----- Document passage
Turn the rest into relations,
...and (typically!) add foreign keys to
the multi-primary-key tables, referencing
the "base" table(s) for the pieces of the
primary key
DO YOU SEE ...that being in 2NF prevents modification
anomalies due to having attribute that are dependent
on just part of the primary key?
THIRD NORMAL FORM
...are all modification anomalies gone, then?
No -- for example, there are those modification
anomalies that are due to TRANSITIVE dependencies;
* remember the transitive property?
if A op B and B op C implies A op C
functional dependency is transitive...
* a transitive dependency is a functional dependency
where the determinant is a non-primary-key attribute
* SO -- if a 2NF relation has a transitive
dependency, you convert it to 3NF by:
1. Make a new relation with the determinant
of the transitive dependency as the
primary key
2. remove the dependent attributes in that
dependency from the base/original table,
3. the determinant in the base/original table
is now a foreign key referencing the new
table
...and when you are done, you have a set of 3NF
relations that have no modification anomalies
due to transitive dependencies...
Boyce-Codd Normal Form:
* a relation in which every determinant in that
table is a candidate key
4th Normal Form:
* a relation in BCNF that has no multiple sets of
multivalued dependencies
5th Normal Form:
* has to do with relations in 4NF that can be divided
into subrelations, but then cannot be reconstructed;
of mostly theoretical interest...
----------
**Activity A:**
According to the normalization notes, how is a transitive dependency defined?
**Activity B:**
Lay out the lines of the records as a numbered list, starting at the beginning of the records and ending at the line that contains "box: [252, 198, 450, 232]", and omit blank lines. Include only those lines.
----- Study material
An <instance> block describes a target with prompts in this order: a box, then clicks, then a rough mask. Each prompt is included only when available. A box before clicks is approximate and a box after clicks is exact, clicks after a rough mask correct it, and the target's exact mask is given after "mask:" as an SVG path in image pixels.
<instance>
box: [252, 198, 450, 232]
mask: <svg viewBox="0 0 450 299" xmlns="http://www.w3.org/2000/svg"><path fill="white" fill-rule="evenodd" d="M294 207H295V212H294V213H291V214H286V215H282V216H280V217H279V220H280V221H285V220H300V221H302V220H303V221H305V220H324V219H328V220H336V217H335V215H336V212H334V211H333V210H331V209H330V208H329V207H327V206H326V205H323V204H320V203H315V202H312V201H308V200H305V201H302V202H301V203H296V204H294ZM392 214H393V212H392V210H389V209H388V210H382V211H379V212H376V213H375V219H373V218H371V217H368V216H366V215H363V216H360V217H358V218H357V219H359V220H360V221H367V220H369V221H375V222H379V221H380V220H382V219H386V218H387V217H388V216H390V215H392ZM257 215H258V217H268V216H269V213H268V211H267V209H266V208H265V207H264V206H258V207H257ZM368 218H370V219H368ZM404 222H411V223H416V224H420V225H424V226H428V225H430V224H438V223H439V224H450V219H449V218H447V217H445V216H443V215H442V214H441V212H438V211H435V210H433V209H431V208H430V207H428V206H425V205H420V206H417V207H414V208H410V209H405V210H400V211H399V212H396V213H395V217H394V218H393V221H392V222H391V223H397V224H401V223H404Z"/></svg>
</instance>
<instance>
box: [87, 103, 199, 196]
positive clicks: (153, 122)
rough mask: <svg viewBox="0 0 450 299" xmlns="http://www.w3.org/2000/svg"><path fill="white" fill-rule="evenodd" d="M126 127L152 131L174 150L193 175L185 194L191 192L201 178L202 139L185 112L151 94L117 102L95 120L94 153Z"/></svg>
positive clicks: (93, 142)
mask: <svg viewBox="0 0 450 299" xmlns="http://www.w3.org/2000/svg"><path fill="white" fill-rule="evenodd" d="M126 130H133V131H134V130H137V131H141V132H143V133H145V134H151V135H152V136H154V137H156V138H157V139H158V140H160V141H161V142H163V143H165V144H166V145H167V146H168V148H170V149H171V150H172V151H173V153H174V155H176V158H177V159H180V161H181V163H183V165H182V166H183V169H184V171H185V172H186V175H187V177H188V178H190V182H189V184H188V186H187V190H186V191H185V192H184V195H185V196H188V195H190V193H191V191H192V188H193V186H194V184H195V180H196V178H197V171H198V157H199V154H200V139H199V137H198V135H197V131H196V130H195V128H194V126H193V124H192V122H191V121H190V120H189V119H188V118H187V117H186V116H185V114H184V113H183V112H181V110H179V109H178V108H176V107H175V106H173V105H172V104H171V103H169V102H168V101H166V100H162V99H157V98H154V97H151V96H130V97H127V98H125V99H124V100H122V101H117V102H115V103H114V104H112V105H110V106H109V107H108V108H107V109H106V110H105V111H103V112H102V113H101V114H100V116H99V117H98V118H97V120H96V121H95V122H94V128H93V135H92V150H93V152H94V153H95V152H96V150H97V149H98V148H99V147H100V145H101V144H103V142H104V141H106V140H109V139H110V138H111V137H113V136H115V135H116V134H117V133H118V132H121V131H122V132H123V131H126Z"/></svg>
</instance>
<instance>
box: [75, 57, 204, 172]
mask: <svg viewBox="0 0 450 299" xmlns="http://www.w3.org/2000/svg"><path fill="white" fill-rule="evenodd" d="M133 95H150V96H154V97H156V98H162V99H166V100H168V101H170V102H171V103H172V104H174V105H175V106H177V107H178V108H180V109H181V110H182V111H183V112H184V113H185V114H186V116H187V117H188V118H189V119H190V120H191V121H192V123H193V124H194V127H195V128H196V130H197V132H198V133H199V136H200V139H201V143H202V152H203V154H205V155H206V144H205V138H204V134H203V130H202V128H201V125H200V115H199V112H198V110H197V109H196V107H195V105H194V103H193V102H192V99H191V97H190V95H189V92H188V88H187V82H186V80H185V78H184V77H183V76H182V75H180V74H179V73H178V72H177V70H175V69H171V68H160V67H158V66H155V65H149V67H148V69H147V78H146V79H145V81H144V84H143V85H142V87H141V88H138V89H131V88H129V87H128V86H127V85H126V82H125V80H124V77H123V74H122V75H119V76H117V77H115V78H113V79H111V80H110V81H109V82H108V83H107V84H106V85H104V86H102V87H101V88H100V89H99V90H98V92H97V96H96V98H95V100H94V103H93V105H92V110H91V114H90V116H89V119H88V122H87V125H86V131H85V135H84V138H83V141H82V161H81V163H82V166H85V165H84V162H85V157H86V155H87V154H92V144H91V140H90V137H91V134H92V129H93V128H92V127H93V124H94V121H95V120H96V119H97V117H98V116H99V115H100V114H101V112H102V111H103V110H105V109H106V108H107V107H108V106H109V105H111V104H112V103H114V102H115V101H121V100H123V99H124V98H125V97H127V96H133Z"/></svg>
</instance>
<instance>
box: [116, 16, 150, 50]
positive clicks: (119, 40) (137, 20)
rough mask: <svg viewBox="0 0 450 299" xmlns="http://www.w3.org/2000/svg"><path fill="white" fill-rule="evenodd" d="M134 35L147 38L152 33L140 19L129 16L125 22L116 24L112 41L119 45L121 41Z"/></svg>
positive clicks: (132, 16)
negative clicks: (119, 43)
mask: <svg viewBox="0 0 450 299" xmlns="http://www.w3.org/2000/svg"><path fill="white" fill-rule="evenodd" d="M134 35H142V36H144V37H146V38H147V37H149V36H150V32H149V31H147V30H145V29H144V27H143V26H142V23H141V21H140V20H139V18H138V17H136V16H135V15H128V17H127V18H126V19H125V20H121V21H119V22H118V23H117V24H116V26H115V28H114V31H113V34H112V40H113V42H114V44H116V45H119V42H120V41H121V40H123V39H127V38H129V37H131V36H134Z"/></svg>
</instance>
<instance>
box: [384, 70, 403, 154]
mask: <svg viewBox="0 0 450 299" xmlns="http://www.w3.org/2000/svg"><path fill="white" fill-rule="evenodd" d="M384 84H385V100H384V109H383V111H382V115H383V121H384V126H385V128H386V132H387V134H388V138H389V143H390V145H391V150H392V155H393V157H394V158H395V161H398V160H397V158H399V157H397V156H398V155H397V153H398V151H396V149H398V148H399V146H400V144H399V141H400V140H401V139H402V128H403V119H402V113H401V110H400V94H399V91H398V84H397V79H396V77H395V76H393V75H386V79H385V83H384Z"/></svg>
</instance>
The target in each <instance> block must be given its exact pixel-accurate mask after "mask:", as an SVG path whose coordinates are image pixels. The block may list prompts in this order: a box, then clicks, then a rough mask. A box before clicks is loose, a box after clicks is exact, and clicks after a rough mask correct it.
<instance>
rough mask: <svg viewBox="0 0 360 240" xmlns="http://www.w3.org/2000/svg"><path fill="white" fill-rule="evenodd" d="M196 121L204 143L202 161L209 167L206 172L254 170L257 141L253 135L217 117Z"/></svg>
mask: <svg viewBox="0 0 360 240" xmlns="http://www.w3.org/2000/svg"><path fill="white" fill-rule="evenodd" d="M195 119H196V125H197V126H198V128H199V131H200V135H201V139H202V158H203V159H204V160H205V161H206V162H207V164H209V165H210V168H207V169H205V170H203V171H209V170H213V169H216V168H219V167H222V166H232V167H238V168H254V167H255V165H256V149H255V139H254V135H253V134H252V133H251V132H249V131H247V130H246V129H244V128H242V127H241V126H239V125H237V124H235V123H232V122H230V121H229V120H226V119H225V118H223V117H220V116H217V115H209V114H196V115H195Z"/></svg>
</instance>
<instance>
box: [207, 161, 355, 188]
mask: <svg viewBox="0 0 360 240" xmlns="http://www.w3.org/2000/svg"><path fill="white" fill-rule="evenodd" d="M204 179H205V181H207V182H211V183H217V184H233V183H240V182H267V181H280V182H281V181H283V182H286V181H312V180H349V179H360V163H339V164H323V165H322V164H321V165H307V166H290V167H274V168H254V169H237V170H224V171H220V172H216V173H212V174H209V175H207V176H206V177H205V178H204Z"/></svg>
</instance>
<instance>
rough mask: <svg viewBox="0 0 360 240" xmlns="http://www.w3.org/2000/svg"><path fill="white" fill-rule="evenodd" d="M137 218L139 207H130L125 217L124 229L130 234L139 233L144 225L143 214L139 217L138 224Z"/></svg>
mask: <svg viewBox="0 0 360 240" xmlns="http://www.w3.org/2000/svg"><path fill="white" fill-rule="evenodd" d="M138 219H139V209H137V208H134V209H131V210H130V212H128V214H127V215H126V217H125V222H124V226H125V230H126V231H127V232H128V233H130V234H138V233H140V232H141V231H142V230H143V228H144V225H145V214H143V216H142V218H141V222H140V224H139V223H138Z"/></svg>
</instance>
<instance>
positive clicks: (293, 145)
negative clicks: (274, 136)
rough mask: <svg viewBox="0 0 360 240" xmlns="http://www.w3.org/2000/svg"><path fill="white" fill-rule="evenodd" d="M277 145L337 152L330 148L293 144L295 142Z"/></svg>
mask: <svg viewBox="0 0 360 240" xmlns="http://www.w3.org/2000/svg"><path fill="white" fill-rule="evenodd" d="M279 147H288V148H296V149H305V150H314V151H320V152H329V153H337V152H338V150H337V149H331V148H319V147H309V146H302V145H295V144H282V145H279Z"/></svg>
----------
**Answer box A:**
A transitive dependency is a functional dependency where the determinant is a non-primary-key attribute.

**Answer box B:**
1. An <instance> block describes a target with prompts in this order: a box, then clicks, then a rough mask. Each prompt is included only when available. A box before clicks is approximate and a box after clicks is exact, clicks after a rough mask correct it, and the target's exact mask is given after "mask:" as an SVG path in image pixels.
2. <instance>
3. box: [252, 198, 450, 232]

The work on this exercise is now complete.